El relato de aquella mujer resultaba la encarnación
de todos los titulares de la prensa: crisis, escasez, caos, sufrimiento. Como
si las noticias se hubiesen consumido en un solo parlamento.
-Espéreme un segundo aquí, por favor –notifiqué para
desplazarme hacia el mostrador y pedir dos botellas de agua. Había visto que un
hombre salía del establecimiento con un par de cajas de agua mineral, cosa
sumamente extraviada de las neveras de los comercios.
Pagué ambas botellas con 30 bolívares. Cuando se la
acerqué a la mujer, noté en su mano izquierda la áspera textura de quien las
usa para trabajos arduos. La escoba, la esponja, el cepillo, la ropa, los
niños, el martillo, el alambre, el destornillador, el machete y todos los
implementos que pasan a diario por esas manos, develando más sacrificio y esfuerzo
que detalles de manicura y cuidados delicados.
Aproveché para repetir algo que por lo general había
escuchado en muchos lugares.
-¿Cómo no vamos a estar viviendo las miserias de esta
crisis si con lo que vale un dólar yo compro por lo menos 46 botellas de agua
como esta? Las dos me costaron 30 bolívares y el dólar está en más de 700
bolívares. Me pregunto si solo la etiqueta puede tener ese valor. Este
desbarajuste nos tiene a todos así como anda usted, con una mano en el sustento
y con otra cargando la vida.

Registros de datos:
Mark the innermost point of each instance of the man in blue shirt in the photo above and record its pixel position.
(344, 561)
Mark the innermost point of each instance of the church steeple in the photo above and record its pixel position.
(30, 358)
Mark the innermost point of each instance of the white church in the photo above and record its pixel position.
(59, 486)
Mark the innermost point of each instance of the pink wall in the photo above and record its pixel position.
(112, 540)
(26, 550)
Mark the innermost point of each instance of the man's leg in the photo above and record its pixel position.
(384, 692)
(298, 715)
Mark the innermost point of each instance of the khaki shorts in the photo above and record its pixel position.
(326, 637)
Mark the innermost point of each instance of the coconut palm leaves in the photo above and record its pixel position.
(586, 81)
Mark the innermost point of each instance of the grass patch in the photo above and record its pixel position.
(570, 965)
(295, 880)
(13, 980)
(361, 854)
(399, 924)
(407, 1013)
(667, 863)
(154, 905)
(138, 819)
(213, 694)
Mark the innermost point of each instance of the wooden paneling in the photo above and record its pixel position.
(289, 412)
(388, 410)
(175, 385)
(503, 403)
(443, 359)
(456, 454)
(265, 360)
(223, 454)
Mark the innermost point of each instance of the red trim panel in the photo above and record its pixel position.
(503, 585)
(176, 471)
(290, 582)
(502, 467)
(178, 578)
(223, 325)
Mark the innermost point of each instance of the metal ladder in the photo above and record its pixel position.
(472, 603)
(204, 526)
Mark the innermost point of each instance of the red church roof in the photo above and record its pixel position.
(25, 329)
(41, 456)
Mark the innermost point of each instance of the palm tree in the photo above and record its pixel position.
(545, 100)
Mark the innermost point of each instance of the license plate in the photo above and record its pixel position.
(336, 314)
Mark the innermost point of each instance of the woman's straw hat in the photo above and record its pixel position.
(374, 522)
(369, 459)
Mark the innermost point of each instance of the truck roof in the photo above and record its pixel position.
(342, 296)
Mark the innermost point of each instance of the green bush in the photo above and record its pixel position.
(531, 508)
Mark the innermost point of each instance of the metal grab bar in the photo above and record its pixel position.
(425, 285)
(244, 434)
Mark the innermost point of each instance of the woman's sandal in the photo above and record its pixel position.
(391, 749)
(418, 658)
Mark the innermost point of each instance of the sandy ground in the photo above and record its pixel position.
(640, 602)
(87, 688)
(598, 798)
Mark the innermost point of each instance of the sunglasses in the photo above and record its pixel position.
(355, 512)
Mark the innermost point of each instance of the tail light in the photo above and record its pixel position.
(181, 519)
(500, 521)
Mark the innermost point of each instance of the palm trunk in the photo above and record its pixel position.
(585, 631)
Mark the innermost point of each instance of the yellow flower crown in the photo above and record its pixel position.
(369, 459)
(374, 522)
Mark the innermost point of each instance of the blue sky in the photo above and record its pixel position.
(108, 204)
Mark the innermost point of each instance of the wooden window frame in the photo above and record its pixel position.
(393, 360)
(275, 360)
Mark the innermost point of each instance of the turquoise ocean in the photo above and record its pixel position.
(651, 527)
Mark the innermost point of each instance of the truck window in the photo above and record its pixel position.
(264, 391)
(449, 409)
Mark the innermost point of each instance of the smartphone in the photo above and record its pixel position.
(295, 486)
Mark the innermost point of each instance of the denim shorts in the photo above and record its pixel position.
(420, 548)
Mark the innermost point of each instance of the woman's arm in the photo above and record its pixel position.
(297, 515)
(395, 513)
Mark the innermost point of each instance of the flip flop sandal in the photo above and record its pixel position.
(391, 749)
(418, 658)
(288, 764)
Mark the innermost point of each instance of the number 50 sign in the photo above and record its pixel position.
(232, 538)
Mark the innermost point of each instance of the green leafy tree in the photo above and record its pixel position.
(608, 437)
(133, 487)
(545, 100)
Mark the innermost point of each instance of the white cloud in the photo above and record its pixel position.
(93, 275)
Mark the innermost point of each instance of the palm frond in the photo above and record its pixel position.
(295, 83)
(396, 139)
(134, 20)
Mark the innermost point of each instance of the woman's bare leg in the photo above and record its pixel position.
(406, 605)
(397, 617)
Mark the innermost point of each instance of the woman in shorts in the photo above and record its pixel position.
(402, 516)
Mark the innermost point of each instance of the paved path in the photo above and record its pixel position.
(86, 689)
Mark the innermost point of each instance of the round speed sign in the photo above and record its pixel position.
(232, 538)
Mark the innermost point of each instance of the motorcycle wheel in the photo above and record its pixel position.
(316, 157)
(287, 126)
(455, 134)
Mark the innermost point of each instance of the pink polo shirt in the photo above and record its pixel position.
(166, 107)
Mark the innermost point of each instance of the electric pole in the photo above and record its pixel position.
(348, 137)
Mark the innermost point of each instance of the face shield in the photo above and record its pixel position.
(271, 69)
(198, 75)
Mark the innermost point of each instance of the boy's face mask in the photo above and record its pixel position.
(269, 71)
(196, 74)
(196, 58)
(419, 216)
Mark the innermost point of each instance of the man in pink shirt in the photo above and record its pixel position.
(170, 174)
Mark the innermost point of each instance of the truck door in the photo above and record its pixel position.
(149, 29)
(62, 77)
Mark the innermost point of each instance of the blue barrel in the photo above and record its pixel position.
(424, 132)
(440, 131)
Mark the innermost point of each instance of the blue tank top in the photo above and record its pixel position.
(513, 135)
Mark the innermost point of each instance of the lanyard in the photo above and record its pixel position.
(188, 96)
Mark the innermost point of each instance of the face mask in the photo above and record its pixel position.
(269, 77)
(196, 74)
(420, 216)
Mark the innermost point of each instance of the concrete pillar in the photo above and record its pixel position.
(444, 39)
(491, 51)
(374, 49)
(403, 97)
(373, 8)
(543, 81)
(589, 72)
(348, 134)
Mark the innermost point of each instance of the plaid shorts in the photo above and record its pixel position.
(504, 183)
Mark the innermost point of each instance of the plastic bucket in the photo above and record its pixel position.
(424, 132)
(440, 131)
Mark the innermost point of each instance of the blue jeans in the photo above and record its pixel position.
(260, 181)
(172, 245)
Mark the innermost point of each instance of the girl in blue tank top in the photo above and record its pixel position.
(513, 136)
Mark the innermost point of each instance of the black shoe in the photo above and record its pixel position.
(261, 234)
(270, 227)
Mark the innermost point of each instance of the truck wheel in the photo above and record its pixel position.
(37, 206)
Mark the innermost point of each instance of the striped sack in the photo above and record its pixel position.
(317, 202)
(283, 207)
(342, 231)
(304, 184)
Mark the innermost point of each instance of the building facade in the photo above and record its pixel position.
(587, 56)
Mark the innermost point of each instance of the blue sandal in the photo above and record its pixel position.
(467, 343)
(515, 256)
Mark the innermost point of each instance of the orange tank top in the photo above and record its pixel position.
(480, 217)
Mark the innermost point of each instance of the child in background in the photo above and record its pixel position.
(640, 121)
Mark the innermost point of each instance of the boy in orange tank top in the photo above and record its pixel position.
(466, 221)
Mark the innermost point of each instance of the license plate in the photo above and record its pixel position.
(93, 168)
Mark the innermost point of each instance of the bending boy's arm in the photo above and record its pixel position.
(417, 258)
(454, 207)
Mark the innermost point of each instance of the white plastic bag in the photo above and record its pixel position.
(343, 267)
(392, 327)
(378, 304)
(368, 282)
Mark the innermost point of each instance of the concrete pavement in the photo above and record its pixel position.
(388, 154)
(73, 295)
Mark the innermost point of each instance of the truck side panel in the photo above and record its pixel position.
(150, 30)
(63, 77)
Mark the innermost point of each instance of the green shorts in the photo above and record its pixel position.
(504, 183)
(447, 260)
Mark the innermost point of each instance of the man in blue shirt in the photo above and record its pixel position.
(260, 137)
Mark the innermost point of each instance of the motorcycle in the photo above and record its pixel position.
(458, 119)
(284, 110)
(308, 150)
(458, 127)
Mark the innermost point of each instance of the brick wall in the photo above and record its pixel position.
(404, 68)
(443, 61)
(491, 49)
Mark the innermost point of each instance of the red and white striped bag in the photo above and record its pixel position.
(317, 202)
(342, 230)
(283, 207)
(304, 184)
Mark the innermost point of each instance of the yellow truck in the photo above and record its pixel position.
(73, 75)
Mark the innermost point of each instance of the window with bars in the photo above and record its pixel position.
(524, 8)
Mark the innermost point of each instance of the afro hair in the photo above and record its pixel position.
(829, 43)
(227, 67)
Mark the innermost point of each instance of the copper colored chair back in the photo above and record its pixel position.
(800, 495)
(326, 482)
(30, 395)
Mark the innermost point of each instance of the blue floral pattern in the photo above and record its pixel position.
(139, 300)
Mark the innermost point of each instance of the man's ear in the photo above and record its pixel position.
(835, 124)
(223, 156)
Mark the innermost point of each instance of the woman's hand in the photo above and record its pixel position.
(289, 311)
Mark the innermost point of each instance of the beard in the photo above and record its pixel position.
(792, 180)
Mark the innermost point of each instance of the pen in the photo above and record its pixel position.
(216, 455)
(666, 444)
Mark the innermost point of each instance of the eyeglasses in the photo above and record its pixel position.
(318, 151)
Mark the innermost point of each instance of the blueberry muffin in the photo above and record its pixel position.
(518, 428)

### TAREA A
Según el fragmento, ¿cuánto se pagó en total por las dos botellas de agua?
### TAREA B
Resume el fragmento en dos oraciones.
### TAREA C
Enumera las palabras de los titulares de la prensa que, según el fragmento, encarnaba el relato de la mujer.

### SOLUCIÓN A
30 bolívares.

### SOLUCIÓN B
Tras oír el relato de una mujer que encarnaba los titulares de crisis, escasez, caos y sufrimiento, quien narra compra dos botellas de agua por 30 bolívares y nota en la mano izquierda de ella la textura áspera de quien hace trabajos arduos. Luego señala que, con lo que vale un dólar, más de 700 bolívares, se compran al menos 46 botellas como esas, un desbarajuste que deja a todos con una mano en el sustento y otra cargando la vida.

### SOLUCIÓN C
crisis, escasez, caos, sufrimiento